--- START Input for this task ---

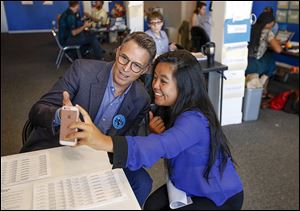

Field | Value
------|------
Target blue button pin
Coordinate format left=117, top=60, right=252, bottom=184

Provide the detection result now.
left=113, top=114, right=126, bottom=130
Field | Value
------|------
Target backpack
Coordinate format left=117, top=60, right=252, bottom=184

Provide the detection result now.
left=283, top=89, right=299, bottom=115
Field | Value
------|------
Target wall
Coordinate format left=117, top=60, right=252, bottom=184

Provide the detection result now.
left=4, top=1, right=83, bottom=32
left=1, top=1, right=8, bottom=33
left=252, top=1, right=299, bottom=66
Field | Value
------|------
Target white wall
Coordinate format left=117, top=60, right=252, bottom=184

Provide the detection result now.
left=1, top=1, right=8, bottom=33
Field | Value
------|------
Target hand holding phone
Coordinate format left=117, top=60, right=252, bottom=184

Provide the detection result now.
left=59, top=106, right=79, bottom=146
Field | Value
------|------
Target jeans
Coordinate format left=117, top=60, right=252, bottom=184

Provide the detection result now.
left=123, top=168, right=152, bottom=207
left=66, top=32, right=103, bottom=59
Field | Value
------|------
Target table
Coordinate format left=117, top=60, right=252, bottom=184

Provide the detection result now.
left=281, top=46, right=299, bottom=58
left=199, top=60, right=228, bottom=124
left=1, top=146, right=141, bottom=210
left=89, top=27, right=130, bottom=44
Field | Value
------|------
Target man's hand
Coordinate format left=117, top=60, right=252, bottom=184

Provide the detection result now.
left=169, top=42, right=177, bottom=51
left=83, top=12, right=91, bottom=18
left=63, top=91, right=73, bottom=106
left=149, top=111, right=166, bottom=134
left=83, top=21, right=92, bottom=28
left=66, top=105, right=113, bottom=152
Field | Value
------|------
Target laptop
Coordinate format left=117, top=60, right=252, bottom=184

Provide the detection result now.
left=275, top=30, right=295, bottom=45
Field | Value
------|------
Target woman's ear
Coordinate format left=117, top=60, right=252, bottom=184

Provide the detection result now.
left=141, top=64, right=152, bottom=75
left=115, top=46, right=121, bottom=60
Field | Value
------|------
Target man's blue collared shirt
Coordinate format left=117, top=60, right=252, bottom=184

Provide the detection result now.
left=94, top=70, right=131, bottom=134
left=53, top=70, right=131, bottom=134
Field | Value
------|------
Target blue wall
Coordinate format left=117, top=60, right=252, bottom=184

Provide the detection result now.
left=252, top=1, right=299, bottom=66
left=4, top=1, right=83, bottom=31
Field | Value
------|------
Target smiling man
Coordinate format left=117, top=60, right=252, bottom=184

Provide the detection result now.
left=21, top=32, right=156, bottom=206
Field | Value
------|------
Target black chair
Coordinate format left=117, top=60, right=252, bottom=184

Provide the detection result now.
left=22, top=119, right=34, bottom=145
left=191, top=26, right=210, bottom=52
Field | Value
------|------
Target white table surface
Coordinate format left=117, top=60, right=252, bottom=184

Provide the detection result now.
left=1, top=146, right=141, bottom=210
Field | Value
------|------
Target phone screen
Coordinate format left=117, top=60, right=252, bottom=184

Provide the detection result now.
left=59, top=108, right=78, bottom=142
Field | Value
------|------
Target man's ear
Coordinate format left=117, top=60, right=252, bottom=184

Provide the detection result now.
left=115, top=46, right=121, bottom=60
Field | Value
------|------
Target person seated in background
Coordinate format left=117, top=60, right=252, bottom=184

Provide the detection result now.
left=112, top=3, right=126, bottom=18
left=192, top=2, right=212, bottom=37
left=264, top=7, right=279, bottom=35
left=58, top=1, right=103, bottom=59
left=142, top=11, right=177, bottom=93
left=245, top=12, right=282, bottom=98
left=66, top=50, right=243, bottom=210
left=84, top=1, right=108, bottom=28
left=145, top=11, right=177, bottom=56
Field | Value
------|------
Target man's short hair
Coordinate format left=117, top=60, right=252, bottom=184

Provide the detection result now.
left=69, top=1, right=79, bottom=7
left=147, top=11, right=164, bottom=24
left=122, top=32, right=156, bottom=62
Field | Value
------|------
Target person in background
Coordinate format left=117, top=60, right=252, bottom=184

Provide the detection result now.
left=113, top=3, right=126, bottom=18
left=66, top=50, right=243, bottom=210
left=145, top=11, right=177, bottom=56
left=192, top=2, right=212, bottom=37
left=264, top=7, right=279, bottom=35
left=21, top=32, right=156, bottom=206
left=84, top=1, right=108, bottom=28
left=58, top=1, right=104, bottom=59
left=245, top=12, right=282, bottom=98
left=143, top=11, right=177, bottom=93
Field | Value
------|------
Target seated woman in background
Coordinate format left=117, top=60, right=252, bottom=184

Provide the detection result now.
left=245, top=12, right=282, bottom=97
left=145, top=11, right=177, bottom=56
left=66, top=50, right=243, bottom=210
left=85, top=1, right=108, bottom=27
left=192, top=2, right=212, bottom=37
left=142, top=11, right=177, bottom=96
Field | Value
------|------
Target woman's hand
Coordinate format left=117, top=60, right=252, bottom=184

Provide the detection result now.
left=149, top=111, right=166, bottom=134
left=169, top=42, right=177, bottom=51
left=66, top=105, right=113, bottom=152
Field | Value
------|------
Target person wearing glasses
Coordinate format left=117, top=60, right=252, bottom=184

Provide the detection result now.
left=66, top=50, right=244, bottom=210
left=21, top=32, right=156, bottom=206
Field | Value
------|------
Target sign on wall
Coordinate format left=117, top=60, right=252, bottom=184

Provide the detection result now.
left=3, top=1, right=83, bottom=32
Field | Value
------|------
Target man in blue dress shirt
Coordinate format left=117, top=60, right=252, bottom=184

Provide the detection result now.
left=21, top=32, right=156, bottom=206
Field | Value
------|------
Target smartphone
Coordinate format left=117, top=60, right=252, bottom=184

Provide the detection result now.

--- END Input for this task ---

**Required task:** Rewrite the rows from the very start through the line containing "left=66, top=32, right=103, bottom=59", both ends included, swapping "detection result" for "bounding box" and leaving everything else unchanged. Give only that part, without the pictures.

**Solved exercise:**
Field | Value
------|------
Target blue button pin
Coordinate format left=117, top=60, right=252, bottom=184

Provide the bounding box now.
left=113, top=114, right=126, bottom=130
Field | Value
------|------
Target backpack
Coordinate format left=117, top=60, right=252, bottom=184

Provide the bounding box now.
left=283, top=89, right=299, bottom=115
Field | Value
------|------
Target wall
Coordinate format left=117, top=60, right=252, bottom=184

Provide the bounding box now.
left=4, top=1, right=83, bottom=32
left=1, top=1, right=8, bottom=33
left=252, top=1, right=299, bottom=66
Field | Value
------|------
Target white wall
Coordinate format left=117, top=60, right=252, bottom=184

Provide the bounding box now.
left=1, top=1, right=8, bottom=33
Field | Value
------|------
Target hand holding phone
Coordinate format left=117, top=60, right=252, bottom=184

Provide the bounding box now.
left=59, top=106, right=79, bottom=146
Field | Value
------|------
Target jeans
Coordinate format left=117, top=60, right=252, bottom=184

Provide the bounding box now.
left=123, top=168, right=152, bottom=207
left=66, top=32, right=103, bottom=59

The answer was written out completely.